▸ PROBLEM
Rewrite all of the lines below, replacing every occurrence of "single dot" with "single point" and leaving everything else unchanged. Omit the pictures from your answer.
* Begin SOURCE MATERIAL *
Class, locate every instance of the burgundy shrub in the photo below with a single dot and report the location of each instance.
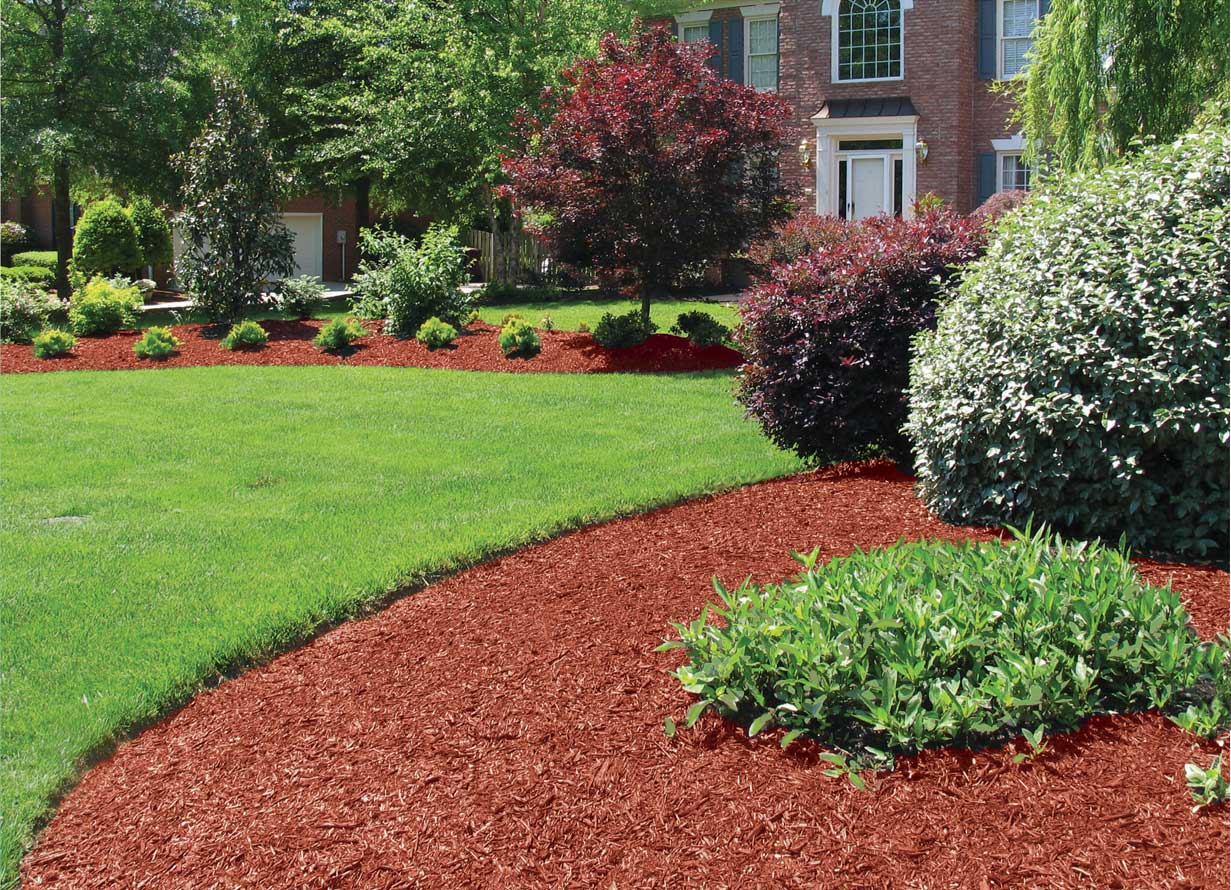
(827, 336)
(648, 163)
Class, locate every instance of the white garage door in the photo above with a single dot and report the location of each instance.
(308, 229)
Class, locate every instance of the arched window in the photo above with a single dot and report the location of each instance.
(869, 40)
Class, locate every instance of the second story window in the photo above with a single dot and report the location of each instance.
(1017, 19)
(762, 53)
(869, 40)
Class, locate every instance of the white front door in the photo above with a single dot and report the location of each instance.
* End SOURCE MATERIAL *
▸ TASK RESPONSE
Class, locate every instance of the burgundy shrub in the photo below with a single point and report the location of each instance.
(827, 336)
(648, 163)
Class, locate every instance of the white garage door in the photo above with a single point and report the location of each instance.
(308, 229)
Class, locate every instance of the arched window in the photo above with a single point and report the location of each instance.
(869, 40)
Class, locate every instance of the second story window in the photo above with a single point and report the location of each instance.
(1017, 19)
(762, 53)
(869, 40)
Class, locate every instance of the white front door in the photo above with a single point and report the location of each instance.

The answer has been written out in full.